> _THE EXERCISE_
Copy every entry below word for word, but leave out the pictures.

> _RECORDS TO PROCESS_
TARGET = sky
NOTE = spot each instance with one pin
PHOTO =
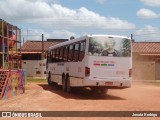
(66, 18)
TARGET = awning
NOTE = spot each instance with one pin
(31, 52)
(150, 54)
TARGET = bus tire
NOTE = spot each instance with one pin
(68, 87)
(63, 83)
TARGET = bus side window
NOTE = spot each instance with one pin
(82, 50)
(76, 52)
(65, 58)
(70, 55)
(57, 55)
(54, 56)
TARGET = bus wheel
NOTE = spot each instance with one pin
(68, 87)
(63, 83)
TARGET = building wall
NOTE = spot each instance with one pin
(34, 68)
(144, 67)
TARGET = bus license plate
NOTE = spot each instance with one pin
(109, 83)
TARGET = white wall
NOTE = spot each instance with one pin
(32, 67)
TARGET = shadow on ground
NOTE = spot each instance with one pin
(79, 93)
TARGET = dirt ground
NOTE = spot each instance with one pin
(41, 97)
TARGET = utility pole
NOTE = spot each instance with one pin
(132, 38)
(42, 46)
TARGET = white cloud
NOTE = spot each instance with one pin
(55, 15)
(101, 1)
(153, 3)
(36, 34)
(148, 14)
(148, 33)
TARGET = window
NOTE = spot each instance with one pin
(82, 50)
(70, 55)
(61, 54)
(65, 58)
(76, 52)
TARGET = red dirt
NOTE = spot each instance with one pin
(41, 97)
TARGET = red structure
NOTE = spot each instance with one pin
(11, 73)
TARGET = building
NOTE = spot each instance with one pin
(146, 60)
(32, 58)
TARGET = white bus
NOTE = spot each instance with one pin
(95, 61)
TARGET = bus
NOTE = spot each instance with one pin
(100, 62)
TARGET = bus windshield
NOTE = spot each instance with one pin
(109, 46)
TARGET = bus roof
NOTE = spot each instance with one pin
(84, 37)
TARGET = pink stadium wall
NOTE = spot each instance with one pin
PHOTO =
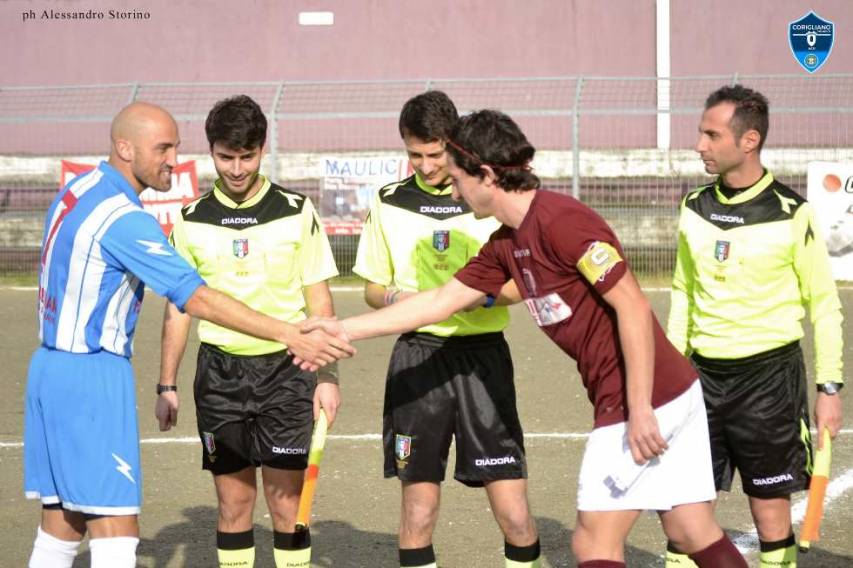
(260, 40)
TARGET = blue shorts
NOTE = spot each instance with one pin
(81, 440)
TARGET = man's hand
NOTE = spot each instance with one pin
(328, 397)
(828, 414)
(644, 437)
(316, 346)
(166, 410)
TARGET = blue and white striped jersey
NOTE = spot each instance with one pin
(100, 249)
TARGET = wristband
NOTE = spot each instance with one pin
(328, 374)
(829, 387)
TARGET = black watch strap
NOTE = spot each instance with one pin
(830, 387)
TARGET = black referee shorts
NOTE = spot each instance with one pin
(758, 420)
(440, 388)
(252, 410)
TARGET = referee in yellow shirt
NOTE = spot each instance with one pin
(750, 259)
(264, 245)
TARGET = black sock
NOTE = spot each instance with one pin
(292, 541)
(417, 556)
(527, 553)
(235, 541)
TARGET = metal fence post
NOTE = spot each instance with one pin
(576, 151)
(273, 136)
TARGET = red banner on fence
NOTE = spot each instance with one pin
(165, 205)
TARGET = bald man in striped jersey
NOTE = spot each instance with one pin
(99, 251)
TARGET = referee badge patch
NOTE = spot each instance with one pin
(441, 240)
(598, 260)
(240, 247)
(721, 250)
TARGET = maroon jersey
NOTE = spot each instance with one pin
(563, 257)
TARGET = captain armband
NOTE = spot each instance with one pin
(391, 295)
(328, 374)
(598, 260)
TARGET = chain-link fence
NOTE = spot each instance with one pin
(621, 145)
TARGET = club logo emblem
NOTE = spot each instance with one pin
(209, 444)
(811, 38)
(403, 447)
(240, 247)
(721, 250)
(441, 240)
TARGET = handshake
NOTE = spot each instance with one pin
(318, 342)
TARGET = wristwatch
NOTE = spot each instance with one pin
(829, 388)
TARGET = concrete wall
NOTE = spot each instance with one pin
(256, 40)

> _WRITTEN ANSWER_
TARGET = sky
NOTE = spot each instance with one pin
PHOTO =
(66, 18)
TARGET = awning
NOTE = spot each instance with one pin
(31, 52)
(150, 54)
TARGET = bus tire
NOTE = spot each instance with one pin
(68, 87)
(63, 83)
TARGET = bus side window
NOTE = spot each instance with one pin
(82, 50)
(76, 52)
(65, 58)
(70, 55)
(57, 55)
(54, 56)
TARGET = bus wheel
NOTE = spot each instance with one pin
(68, 87)
(63, 83)
TARGET = building wall
NOTE = spot each instance with one pin
(34, 68)
(144, 67)
TARGET = bus license plate
NOTE = spot each instance with one pin
(109, 83)
TARGET = white wall
NOTE = spot each instance with one pin
(32, 67)
TARGET = shadow on ground
NOTE = spot each instance with one pin
(79, 93)
TARGET = dirt ground
NOTE = spot each instance with one pin
(41, 97)
TARGET = utility pole
NOTE = spot each instance with one pin
(132, 38)
(42, 46)
TARGET = white cloud
NOTE = spot each instance with one pin
(55, 15)
(101, 1)
(153, 3)
(36, 34)
(148, 14)
(148, 33)
TARGET = window
NOTE = spot each instance with one pin
(82, 50)
(70, 55)
(61, 54)
(65, 58)
(76, 52)
TARGET = red dirt
NOTE = spot each instance with one pin
(41, 97)
TARGET = red structure
NOTE = spot each instance with one pin
(11, 73)
TARGET = building
NOTE = spot each instance with one pin
(146, 60)
(32, 58)
TARGET = white bus
NOTE = spot each instance with one pin
(95, 61)
TARGET = bus
NOTE = spot each instance with one pin
(100, 62)
TARGET = bus windshield
NOTE = spot each instance with one pin
(109, 46)
TARGET = bus roof
NOTE = spot each instance with one pin
(84, 37)
TARGET = pink stadium wall
NOTE = spot each instance with one pin
PHOTO =
(260, 40)
TARGET = blue shorts
NOTE = spot each instance with one pin
(81, 440)
TARGET = man's hand
NOTE = spot each instance with one pin
(328, 397)
(828, 414)
(644, 437)
(316, 346)
(166, 410)
TARGET = blue and white striped jersey
NOTE = spot each instance with one pin
(100, 249)
TARGET = wristband
NOTE = spot each instance with one pin
(328, 374)
(829, 387)
TARGET = black watch strap
NOTE = spot each instance with one pin
(830, 387)
TARGET = black referee shorts
NOTE = spot each instance with one pin
(758, 420)
(440, 388)
(252, 410)
TARGET = referee in yellow shirt
NOTE = spot each instance with one pin
(750, 259)
(264, 245)
TARGET = black sock
NOTE = spot each instance with one pin
(292, 541)
(417, 556)
(527, 553)
(235, 541)
TARGET = metal fence post
NOTE = spot each instance with one pin
(576, 151)
(273, 136)
TARGET = red banner on fence
NOTE = spot each instance with one pin
(165, 205)
TARGET = bald man in striped jersey
NOTE = spot each instance with one pin
(99, 251)
TARGET = referee badge patch
NOTE = spot each instance with one pin
(441, 240)
(598, 260)
(240, 247)
(721, 250)
TARGET = maroon jersey
NOTE = spot each instance with one pin
(563, 257)
TARGET = captain armband
NOTE = spot each instance with one pin
(391, 295)
(328, 374)
(598, 260)
TARGET = chain-link fence
NOTE = spot each instance with one pin
(621, 145)
TARGET = club logo emblem
NOTE = spot each instance with one pin
(209, 444)
(811, 38)
(403, 447)
(240, 247)
(721, 250)
(441, 240)
TARGET = handshake
NOTE = spot each instance with one pin
(318, 342)
TARGET = wristwatch
NOTE = spot each instance with one pin
(829, 388)
TARGET = concrete wall
NOTE = spot each instance with one pin
(256, 40)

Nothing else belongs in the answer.